### Texto
Ultrapassar essa marca é um fato importante para nós enquanto povo, afinal, precisamos de maior longevidade para nossas ações se quisermos realmente construir um projeto de poder. É preciso que tenhamos uma imprensa forte, cada vez maior, com mais capilaridade para disputarmos um projeto de sociedade.
A mídia negra é fundamental para o Brasil por diversos motivos. É necessário cobrir a realidade a partir de uma perspectiva de raça e mostrar como o racismo é elemento estrutural e político, e não se reduz ao campo pessoal e privado. Esse é um caminho importante para ser tomado para se romper o mito da democracia racial.
A mídia negra também se faz relevante na medida em que o povo negro é esquecido pela cobertura da imprensa em alguns casos, principalmente na política, economia e cultura, e extremamente responsabilizado pelos problemas de segurança pública do país.
Sem mídia negra, com racismo, genocídio e uma desigualdade brutal, é impossível sonhar ou planejar uma vida digna, democrática e justa, em especial para o povo preto, a maior parcela da população brasileira.
Junto a esses enormes desafios, soma-se a tarefa de transformar a mídia negra em sustentável. A dificuldade de fazer mídia independente e preta é imensa, afinal, em diversos momentos o campo da comunicação nos segrega, exclui ou estigmatiza como “ativistas” e “não jornalistas”, marcas essas que nos fecham portas para apoio e parcerias.
Consciente da relevância de uma sustentabilidade financeira e dos desafios impostos pelo racismo, desde o início do Alma Preta, quebrei a cabeça para transformar a agência em um negócio sustentável. É preciso ter uma estrutura forte e um modelo consistente para sobreviver ao tempo e às singularidades de cada momento histórico.

### Dados brutos
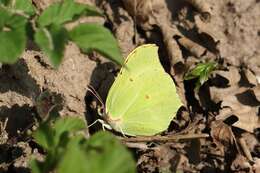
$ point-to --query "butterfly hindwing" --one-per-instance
(143, 98)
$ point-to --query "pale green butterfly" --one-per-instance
(143, 100)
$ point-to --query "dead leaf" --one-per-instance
(239, 101)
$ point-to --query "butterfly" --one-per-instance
(143, 99)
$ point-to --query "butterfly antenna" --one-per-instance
(97, 96)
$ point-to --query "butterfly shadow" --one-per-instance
(101, 80)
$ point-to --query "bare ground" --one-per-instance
(187, 32)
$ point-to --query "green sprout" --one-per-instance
(202, 72)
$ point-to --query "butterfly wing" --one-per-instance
(143, 98)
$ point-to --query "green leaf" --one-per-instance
(202, 71)
(68, 124)
(93, 37)
(36, 166)
(12, 36)
(74, 159)
(4, 2)
(92, 11)
(52, 41)
(66, 11)
(44, 136)
(103, 153)
(25, 6)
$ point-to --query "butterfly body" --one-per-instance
(143, 100)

### Tarefa proposta A
De acordo com o texto sobre a mídia negra, em quais áreas a cobertura da imprensa esquece principalmente o povo negro?
### Tarefa proposta B
Por favor, retome o texto sobre a mídia negra a partir do ponto em que ele para.

### Resposta do exercício A
Na política, na economia e na cultura.

### Resposta do exercício B
Os desafios ultrapassam a barreira profissional e se estendem ao campo afetivo e emocional. Foi preciso muita paciência para ver passos mais lentos serem dados, em um ritmo diferente do da branquitude. Afinal, o apoio, em todos os sentidos, dado a canais protagonizados por brancos é pelo menos duas ou três vezes maior do que o dado a nós.
Mas eu acredito muito na nossa velocidade e no ritmo que adotamos. Com intensidade e sabedoria, aprendemos a respeitar as dificuldades de cada um e dar assistência a quem está conosco no dia a dia e no nosso entorno. Em momentos de pandemia, esse cuidado é fundamental.
Apesar do momento difícil, muito me alegra batermos essa marca. Se a vida permitir, quero caminhar com o Alma Preta por anos, quem sabe até décadas, e entregar para o povo preto uma mídia forte, técnica, objetiva e cujo compromisso político é o antirracismo.
Que o nosso povo esteja conosco nesse caminho para ampliar a nossa cobertura, ter a possibilidade de cobrir os acontecimentos no ambiente rural, em outras regiões do país, com mais capilaridade e força nas periferias dos grandes centros urbanos.
Que tenhamos a força e o apoio necessários para acompanhar os principais fatos da vida pública e política brasileira, e quebrar as caixinhas onde somos colocados.